▶ [What is asked]
Rewrite every line of the records below as a numbered list, skipping blank lines and leaving the pictures out.

-- Available data start --

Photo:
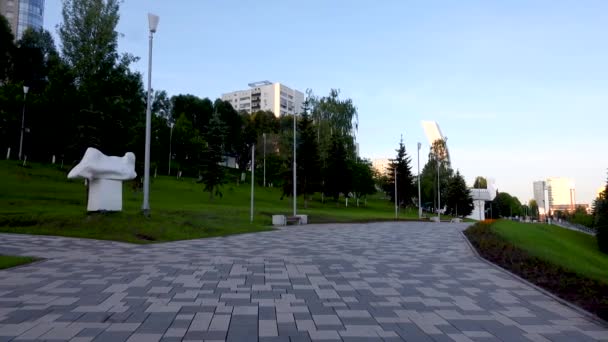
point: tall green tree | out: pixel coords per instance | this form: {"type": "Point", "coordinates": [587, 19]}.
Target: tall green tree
{"type": "Point", "coordinates": [35, 51]}
{"type": "Point", "coordinates": [533, 208]}
{"type": "Point", "coordinates": [480, 183]}
{"type": "Point", "coordinates": [309, 167]}
{"type": "Point", "coordinates": [110, 97]}
{"type": "Point", "coordinates": [364, 183]}
{"type": "Point", "coordinates": [406, 189]}
{"type": "Point", "coordinates": [600, 212]}
{"type": "Point", "coordinates": [89, 37]}
{"type": "Point", "coordinates": [7, 49]}
{"type": "Point", "coordinates": [211, 171]}
{"type": "Point", "coordinates": [429, 177]}
{"type": "Point", "coordinates": [338, 175]}
{"type": "Point", "coordinates": [458, 196]}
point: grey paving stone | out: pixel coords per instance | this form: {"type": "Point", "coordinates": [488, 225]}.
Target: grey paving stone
{"type": "Point", "coordinates": [416, 281]}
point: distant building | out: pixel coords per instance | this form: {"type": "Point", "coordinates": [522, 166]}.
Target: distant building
{"type": "Point", "coordinates": [23, 14]}
{"type": "Point", "coordinates": [561, 193]}
{"type": "Point", "coordinates": [381, 165]}
{"type": "Point", "coordinates": [264, 95]}
{"type": "Point", "coordinates": [539, 195]}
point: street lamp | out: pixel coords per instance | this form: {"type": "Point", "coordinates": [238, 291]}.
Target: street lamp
{"type": "Point", "coordinates": [419, 199]}
{"type": "Point", "coordinates": [25, 90]}
{"type": "Point", "coordinates": [152, 23]}
{"type": "Point", "coordinates": [264, 135]}
{"type": "Point", "coordinates": [438, 190]}
{"type": "Point", "coordinates": [396, 206]}
{"type": "Point", "coordinates": [170, 139]}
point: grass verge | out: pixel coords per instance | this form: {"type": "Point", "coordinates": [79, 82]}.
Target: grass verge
{"type": "Point", "coordinates": [522, 253]}
{"type": "Point", "coordinates": [39, 199]}
{"type": "Point", "coordinates": [7, 261]}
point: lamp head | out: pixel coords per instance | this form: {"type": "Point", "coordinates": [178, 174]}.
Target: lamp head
{"type": "Point", "coordinates": [152, 22]}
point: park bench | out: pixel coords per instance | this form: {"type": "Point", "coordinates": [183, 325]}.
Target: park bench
{"type": "Point", "coordinates": [283, 220]}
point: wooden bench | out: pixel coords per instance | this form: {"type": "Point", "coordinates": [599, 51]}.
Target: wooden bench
{"type": "Point", "coordinates": [293, 219]}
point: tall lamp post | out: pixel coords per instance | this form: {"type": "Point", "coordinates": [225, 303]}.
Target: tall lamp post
{"type": "Point", "coordinates": [396, 206]}
{"type": "Point", "coordinates": [25, 90]}
{"type": "Point", "coordinates": [295, 195]}
{"type": "Point", "coordinates": [419, 198]}
{"type": "Point", "coordinates": [170, 139]}
{"type": "Point", "coordinates": [438, 191]}
{"type": "Point", "coordinates": [152, 23]}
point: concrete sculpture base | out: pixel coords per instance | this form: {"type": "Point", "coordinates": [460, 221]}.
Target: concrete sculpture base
{"type": "Point", "coordinates": [105, 175]}
{"type": "Point", "coordinates": [105, 195]}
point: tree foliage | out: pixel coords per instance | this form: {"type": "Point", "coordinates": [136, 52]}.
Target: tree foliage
{"type": "Point", "coordinates": [406, 189]}
{"type": "Point", "coordinates": [600, 212]}
{"type": "Point", "coordinates": [458, 197]}
{"type": "Point", "coordinates": [89, 37]}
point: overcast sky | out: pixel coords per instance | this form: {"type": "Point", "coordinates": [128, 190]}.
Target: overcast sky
{"type": "Point", "coordinates": [520, 88]}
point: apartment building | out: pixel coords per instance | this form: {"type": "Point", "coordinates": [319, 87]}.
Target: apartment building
{"type": "Point", "coordinates": [561, 193]}
{"type": "Point", "coordinates": [22, 14]}
{"type": "Point", "coordinates": [275, 97]}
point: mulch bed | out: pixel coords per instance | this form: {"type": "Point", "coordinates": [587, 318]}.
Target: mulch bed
{"type": "Point", "coordinates": [590, 294]}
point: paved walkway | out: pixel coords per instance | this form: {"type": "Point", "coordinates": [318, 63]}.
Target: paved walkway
{"type": "Point", "coordinates": [364, 282]}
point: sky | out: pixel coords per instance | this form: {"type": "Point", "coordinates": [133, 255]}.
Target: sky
{"type": "Point", "coordinates": [519, 87]}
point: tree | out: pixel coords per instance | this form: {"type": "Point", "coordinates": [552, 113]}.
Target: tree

-- Available data end --

▶ [Exercise response]
1. Photo:
2. point: tall green tree | out: pixel coords per instance | this form: {"type": "Point", "coordinates": [587, 19]}.
3. Target: tall green tree
4. {"type": "Point", "coordinates": [35, 51]}
5. {"type": "Point", "coordinates": [533, 208]}
6. {"type": "Point", "coordinates": [480, 183]}
7. {"type": "Point", "coordinates": [309, 167]}
8. {"type": "Point", "coordinates": [110, 97]}
9. {"type": "Point", "coordinates": [364, 183]}
10. {"type": "Point", "coordinates": [406, 189]}
11. {"type": "Point", "coordinates": [600, 212]}
12. {"type": "Point", "coordinates": [89, 37]}
13. {"type": "Point", "coordinates": [7, 49]}
14. {"type": "Point", "coordinates": [211, 171]}
15. {"type": "Point", "coordinates": [429, 177]}
16. {"type": "Point", "coordinates": [338, 175]}
17. {"type": "Point", "coordinates": [458, 196]}
18. point: grey paving stone | out: pixel coords per instance | this form: {"type": "Point", "coordinates": [488, 225]}.
19. Target: grey paving stone
20. {"type": "Point", "coordinates": [416, 281]}
21. point: distant building | out: pixel coords per instance | this form: {"type": "Point", "coordinates": [522, 166]}.
22. Target: distant building
23. {"type": "Point", "coordinates": [23, 14]}
24. {"type": "Point", "coordinates": [561, 193]}
25. {"type": "Point", "coordinates": [381, 165]}
26. {"type": "Point", "coordinates": [264, 95]}
27. {"type": "Point", "coordinates": [539, 195]}
28. point: street lamp | out: pixel coords per instance | this form: {"type": "Point", "coordinates": [238, 291]}.
29. Target: street lamp
30. {"type": "Point", "coordinates": [419, 199]}
31. {"type": "Point", "coordinates": [25, 90]}
32. {"type": "Point", "coordinates": [152, 23]}
33. {"type": "Point", "coordinates": [264, 135]}
34. {"type": "Point", "coordinates": [438, 190]}
35. {"type": "Point", "coordinates": [396, 206]}
36. {"type": "Point", "coordinates": [170, 139]}
37. point: grass verge | out: pixel coords per instance | this form: {"type": "Point", "coordinates": [79, 82]}.
38. Target: grass verge
39. {"type": "Point", "coordinates": [522, 253]}
40. {"type": "Point", "coordinates": [39, 199]}
41. {"type": "Point", "coordinates": [7, 261]}
42. point: lamp head | out: pixel coords per instance | this form: {"type": "Point", "coordinates": [178, 174]}.
43. Target: lamp head
44. {"type": "Point", "coordinates": [152, 22]}
45. point: park bench | out: pixel coords per instance | this form: {"type": "Point", "coordinates": [183, 325]}.
46. Target: park bench
47. {"type": "Point", "coordinates": [283, 220]}
48. point: wooden bench | out: pixel coords per instance | this form: {"type": "Point", "coordinates": [599, 51]}.
49. Target: wooden bench
50. {"type": "Point", "coordinates": [293, 219]}
51. point: tall lamp post | out: pixel coords per instance | this form: {"type": "Point", "coordinates": [225, 303]}.
52. Target: tall lamp post
53. {"type": "Point", "coordinates": [396, 206]}
54. {"type": "Point", "coordinates": [25, 90]}
55. {"type": "Point", "coordinates": [295, 195]}
56. {"type": "Point", "coordinates": [419, 198]}
57. {"type": "Point", "coordinates": [170, 139]}
58. {"type": "Point", "coordinates": [438, 191]}
59. {"type": "Point", "coordinates": [152, 23]}
60. point: concrete sculpture base | out: pixel coords per instance | this form: {"type": "Point", "coordinates": [460, 221]}.
61. Target: concrete sculpture base
62. {"type": "Point", "coordinates": [105, 175]}
63. {"type": "Point", "coordinates": [105, 195]}
64. point: tree foliage | out: pixel coords per instance | this form: {"type": "Point", "coordinates": [136, 52]}.
65. Target: tree foliage
66. {"type": "Point", "coordinates": [406, 189]}
67. {"type": "Point", "coordinates": [600, 212]}
68. {"type": "Point", "coordinates": [458, 197]}
69. {"type": "Point", "coordinates": [89, 37]}
70. point: overcast sky | out: pixel coords per instance | this form: {"type": "Point", "coordinates": [128, 190]}.
71. Target: overcast sky
72. {"type": "Point", "coordinates": [520, 88]}
73. point: apartment building | out: pixel coords per instance | this form: {"type": "Point", "coordinates": [319, 87]}.
74. Target: apartment building
75. {"type": "Point", "coordinates": [561, 193]}
76. {"type": "Point", "coordinates": [22, 14]}
77. {"type": "Point", "coordinates": [275, 97]}
78. point: mulch bed | out: pixel coords per instance | this form: {"type": "Point", "coordinates": [587, 318]}.
79. Target: mulch bed
80. {"type": "Point", "coordinates": [590, 294]}
81. point: paved walkway | out: pixel coords per instance | this form: {"type": "Point", "coordinates": [318, 63]}.
82. Target: paved walkway
83. {"type": "Point", "coordinates": [364, 282]}
84. point: sky | out: pixel coords per instance | this form: {"type": "Point", "coordinates": [133, 255]}.
85. Target: sky
86. {"type": "Point", "coordinates": [519, 87]}
87. point: tree | out: pixel coords per instance | this form: {"type": "Point", "coordinates": [552, 113]}.
88. Target: tree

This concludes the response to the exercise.